Written problem - Copy out, exactly as given, every line from the line with "Where can you see the tent" to the end of the listing, both of those lines included.

Data provided -
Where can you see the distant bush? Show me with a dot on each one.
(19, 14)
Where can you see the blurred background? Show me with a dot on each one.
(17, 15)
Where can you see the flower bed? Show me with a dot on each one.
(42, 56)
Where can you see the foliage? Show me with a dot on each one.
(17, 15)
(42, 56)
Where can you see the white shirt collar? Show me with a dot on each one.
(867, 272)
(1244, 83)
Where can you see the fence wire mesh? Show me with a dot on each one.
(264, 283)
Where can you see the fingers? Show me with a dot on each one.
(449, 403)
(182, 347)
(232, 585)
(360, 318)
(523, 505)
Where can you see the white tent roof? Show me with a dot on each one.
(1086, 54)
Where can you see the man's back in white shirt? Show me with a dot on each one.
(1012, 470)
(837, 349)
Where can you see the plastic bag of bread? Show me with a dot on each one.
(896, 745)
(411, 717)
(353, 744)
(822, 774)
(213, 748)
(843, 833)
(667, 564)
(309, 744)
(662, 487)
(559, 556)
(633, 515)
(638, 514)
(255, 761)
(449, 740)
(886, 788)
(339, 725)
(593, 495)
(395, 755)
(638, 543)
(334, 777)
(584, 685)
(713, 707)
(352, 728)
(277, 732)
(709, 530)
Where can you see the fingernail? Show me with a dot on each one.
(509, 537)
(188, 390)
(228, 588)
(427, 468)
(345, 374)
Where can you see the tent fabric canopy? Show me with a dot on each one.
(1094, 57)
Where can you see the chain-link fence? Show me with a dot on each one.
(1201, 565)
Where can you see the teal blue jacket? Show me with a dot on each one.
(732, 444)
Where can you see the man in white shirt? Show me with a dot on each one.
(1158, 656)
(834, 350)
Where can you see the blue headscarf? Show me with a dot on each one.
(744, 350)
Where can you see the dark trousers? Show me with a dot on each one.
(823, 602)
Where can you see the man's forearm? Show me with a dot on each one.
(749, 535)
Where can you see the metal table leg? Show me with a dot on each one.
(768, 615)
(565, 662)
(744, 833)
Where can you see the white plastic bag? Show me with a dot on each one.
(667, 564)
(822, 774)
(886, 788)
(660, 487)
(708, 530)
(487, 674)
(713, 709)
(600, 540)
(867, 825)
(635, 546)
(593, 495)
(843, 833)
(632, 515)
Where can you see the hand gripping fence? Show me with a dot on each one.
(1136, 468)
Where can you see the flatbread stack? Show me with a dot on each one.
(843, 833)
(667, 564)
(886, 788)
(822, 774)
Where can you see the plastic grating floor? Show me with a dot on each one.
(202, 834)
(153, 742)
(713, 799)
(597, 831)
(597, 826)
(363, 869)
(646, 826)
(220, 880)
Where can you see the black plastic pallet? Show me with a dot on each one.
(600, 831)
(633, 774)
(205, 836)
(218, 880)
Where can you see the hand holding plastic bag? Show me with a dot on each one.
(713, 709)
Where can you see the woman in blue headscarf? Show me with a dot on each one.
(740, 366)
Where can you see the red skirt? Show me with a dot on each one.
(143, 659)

Task solution -
Where can you see the tent fabric canopy? Show me with a dot on each one.
(1094, 57)
Where can you see the chain-link fence? Show me with a dot on each one.
(1201, 565)
Where can you see the teal blue jacket? Show me with a dot on each one.
(732, 444)
Where can you see the man in white shirt? Show me with a dot on each one.
(1158, 656)
(834, 350)
Where can you see the blue headscarf? Show me with a dot on each one.
(744, 350)
Where can you see the dark trousers? Show me with a dot on each one.
(823, 602)
Where can you see the man's forearm? Show me with a dot on each one.
(749, 535)
Where can you see the metal table leg? Show me with a dot on each one.
(768, 615)
(565, 662)
(744, 833)
Where can you see the white plastic bag? Show me with a dot on each one.
(667, 564)
(822, 774)
(886, 788)
(660, 487)
(708, 530)
(487, 674)
(713, 709)
(600, 540)
(867, 825)
(635, 546)
(593, 495)
(843, 833)
(632, 515)
Where can you see the hand gripping fence? Show me with a dot on each one.
(1136, 468)
Where can you see the flatbread stack? Show me with a dot on each one.
(843, 833)
(667, 564)
(886, 788)
(822, 774)
Where can you see the plastic grating floor? Show me with a dot on each one.
(202, 834)
(153, 742)
(713, 799)
(597, 831)
(597, 826)
(363, 869)
(646, 826)
(220, 880)
Where can you see the black plastic pallet? Show me with a dot on each one.
(600, 831)
(633, 774)
(205, 836)
(218, 880)
Where can you see the hand holding plastic bag? Show me with a dot on each one.
(713, 709)
Where can you see the woman in blue headscarf? Show me with a dot on each one.
(740, 366)
Where can you see the red skirt? Show me with a dot on each one.
(143, 659)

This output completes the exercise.